## Selected extract
----

Updated on 2022-08-17 GMT+08:00

Overview

DataArts Migration is an efficient and easy-to-use data integration service. Based on the big data migration to the cloud and intelligent data lake solutions, CDM provides easy-to-use migration capabilities and can integrate various types of data sources into the data lake, which simplifies data source migration and integration and improves efficiency for you.

In this document, DataArts Migration refers to Cloud Data Migration (CDM).

You can access the CDM console using either of the following methods:

  • Log in to the CDM console and choose Cluster Management in the navigation pane.
  • Log in to the DataArts Studio console. Locate a workspace and click DataArts Migration.
    Figure 1 DataArts Migration

Introduction to CDM

CDM uses a distributed compute framework and concurrent processing techniques to help you migrate enterprise data in batches without any downtime and rapidly build desired data structures.

Figure 2 CDM

Functions

  • Table/file/entire DB migration

    Tables or files can be migrated in batches. An entire database can be migrated between homogeneous and heterogeneous databases. A job can migrate hundreds of tables.

  • Incremental data migration

    CDM supports incremental migration of files, relational databases, and HBase/CloudTable, as well as with WHERE clauses and macro variables of date and time.

  • Migration in transaction mode

    When a CDM job fails to be executed, CDM rolls back the data to the state before the job starts and automatically deletes data from the destination table.

  • Field conversion

    CDM supports field conversion functions, such as anonymization, character string operations, and date operations.

  • File encryption

    When files are migrated to a file system, CDM can encrypt the files written to the cloud.

  • MD5 verification

    MD5 verification is supported to check the file consistency from end to end and output verification result.

  • Dirty data archiving

    CDM can archive the data that fails to be processed during migration, has been filtered out, or is not compliant with conversion or cleaning rules to dirty data logs. The threshold for dirty data ratio can be set to determine whether a task is successful.

Migration Principles

When a tenant uses CDM, the CDM system provisions a fully-managed CDM instance in the tenant's VPC. The instance allows only console and RESTful API access. Therefore the tenant cannot access the instance through other interfaces (such as SSH). This ensures data isolation between CDM tenants, prevents data leakage, and ensures transmission security during data migration between different cloud services in a VPC. Tenants can also use the VPN to migrate data from the on-premises data center to cloud services to ensure migration security.

CDM works in push-pull mode. CDM pulls data from the migration source and pushes the data to the migration destination. Data access operations are initiated by CDM. SSL will be used if the data source (such as RDS) supports it. During the migration, the usernames and passwords of the migration source and destination are required. Such information is stored in the database of the CDM instance. Protecting such information is critical to ensure CDM security.

Figure 3 Migration principles

----

## The request
Update the CDM overview's passage between "When a tenant" and "ensure migration security.", inclusive, and change "VPN" to "virtual private network" in it.

## Given data
----

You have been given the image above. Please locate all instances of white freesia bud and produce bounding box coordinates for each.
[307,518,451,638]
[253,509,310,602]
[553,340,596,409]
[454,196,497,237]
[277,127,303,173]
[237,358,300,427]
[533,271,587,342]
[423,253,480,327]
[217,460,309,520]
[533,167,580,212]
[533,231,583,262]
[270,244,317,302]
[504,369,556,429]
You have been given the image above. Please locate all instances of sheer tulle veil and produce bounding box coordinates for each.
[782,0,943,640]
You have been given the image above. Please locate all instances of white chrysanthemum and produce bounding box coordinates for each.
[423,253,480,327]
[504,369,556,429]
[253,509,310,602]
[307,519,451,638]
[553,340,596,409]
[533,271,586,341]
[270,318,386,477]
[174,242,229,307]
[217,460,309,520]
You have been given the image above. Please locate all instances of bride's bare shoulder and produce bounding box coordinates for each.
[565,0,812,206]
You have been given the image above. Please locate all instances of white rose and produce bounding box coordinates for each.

----

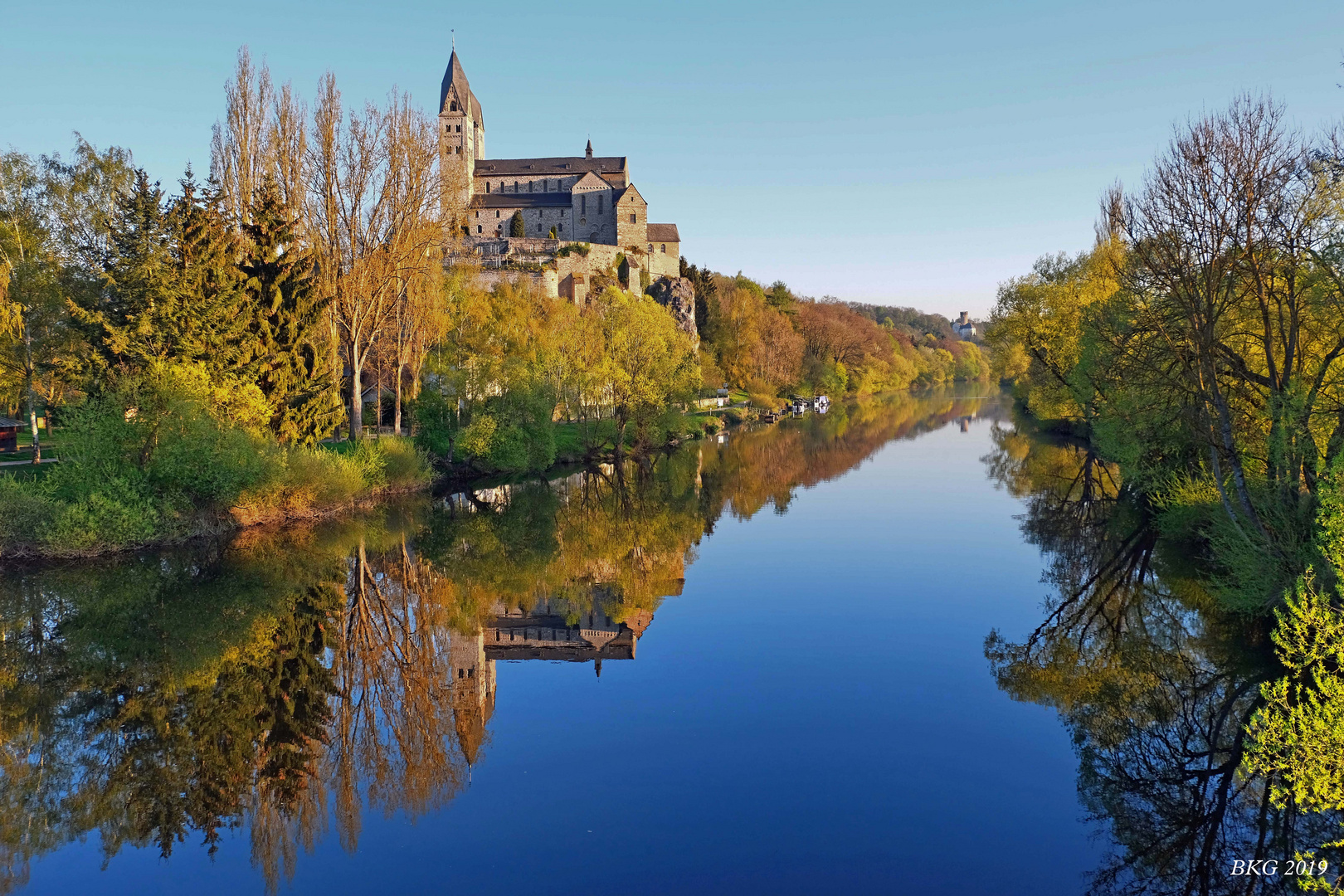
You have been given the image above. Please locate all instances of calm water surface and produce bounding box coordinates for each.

----

## Exercise answer
When a tenant uses CDM, the CDM system provisions a fully-managed CDM instance in the tenant's VPC. The instance allows only console and RESTful API access. Therefore the tenant cannot access the instance through other interfaces (such as SSH). This ensures data isolation between CDM tenants, prevents data leakage, and ensures transmission security during data migration between different cloud services in a VPC. Tenants can also use the virtual private network to migrate data from the on-premises data center to cloud services to ensure migration security.